(GIVEN TEXT Opens)

Medical scribes provide technical support and training for medical professionals using the Electronic Media Records (EMR) system. Their role is to enter the details of the patient encounter into the hospital’s records system, freeing up the physician’s time to focus on the patient. Their work is done on bedside computers and portable computers. The program is part of a government mandate that is requesting that all hospitals go digital with their records.
Before the scribe program launched in January 2012, Holzworth and her co-op team from Kettering committed themselves to learning the processes and systems at Hurley.
“For two months, all we did was shadow doctors and go to training sessions for the EMR,” Holzworth said. “By the time that we went live in March, we knew most of the physicians, how they did their jobs and how the hospital worked. I felt like we helped a lot during the process of going live because we knew the workflows of so many different areas in the hospital.”
On the day the program launched, Holzworth arrived at the hospital at 4 a.m. and put in a 70-hour week to manage the digital transition and the troubleshooting issues that arise with the addition of technology to the ER.
“Some of the doctors weren’t so happy sometimes. I think you have to look and see how much their lives were changing,” Holzworth said. “There were physicians that were practicing for 40 years and then they had to change how they do their job. They were just as nervous as we were.”
Holzworth and the hospital staff adjusted and adapted to the EMR and now the department is able to collect, aggregate and analyze data on patients for the purposes of treatment and research. The digital system provides a holistic and searchable perspective which is enhancing the diagnosis process at Hurley.

(GIVEN TEXT Closes)
(PROVIDED RECORDS Opens)

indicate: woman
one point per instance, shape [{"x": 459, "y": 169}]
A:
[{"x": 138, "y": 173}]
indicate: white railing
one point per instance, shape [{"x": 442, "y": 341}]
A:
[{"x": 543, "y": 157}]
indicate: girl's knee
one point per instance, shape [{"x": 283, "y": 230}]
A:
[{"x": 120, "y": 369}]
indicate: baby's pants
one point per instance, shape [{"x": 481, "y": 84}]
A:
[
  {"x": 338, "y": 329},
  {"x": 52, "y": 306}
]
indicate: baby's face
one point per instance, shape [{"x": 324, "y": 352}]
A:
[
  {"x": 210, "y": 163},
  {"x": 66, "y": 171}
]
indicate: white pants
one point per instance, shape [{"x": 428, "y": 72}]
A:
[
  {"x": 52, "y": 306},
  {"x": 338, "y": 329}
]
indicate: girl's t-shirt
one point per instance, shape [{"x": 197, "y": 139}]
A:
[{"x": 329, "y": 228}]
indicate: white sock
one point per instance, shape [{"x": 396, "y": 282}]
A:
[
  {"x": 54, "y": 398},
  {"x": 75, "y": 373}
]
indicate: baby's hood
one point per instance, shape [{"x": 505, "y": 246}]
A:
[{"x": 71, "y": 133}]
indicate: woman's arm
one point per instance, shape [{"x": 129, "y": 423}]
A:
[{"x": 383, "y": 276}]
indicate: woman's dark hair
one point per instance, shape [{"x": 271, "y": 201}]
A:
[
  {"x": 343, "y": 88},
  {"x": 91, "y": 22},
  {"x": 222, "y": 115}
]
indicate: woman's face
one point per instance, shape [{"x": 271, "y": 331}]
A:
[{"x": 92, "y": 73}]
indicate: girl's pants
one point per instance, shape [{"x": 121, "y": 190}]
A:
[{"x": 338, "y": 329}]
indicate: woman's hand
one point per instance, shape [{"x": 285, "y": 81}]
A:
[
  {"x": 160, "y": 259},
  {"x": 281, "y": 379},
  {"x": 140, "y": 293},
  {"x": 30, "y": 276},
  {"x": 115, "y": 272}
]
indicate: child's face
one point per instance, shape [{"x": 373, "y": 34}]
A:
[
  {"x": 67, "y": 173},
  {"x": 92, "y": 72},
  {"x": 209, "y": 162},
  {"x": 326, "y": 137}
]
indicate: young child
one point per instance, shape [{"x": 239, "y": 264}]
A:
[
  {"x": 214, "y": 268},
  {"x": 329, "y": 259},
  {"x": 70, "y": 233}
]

(PROVIDED RECORDS Closes)

REQUIREMENT 1
According to the passage about medical scribes at Hurley, how many hours did Holzworth work in the week the program launched?
REQUIREMENT 2
Decide whether each statement below agrees with the passage about medical scribes at Hurley. Answer yes or no for each, and quote the deciding words from the passage.
(a) Scribes do their work on bedside computers and portable computers.
(b) Holzworth's co-op team came from Hurley.
(c) Some of the physicians had been practicing for 40 years before they had to change how they do their job.

TASK ANSWER 1
She worked a 70-hour week.

TASK ANSWER 2
(a) Yes: "Their work is done on bedside computers and portable computers."
(b) No: "Holzworth and her co-op team from Kettering"
(c) Yes: "There were physicians that were practicing for 40 years and then they had to change how they do their job."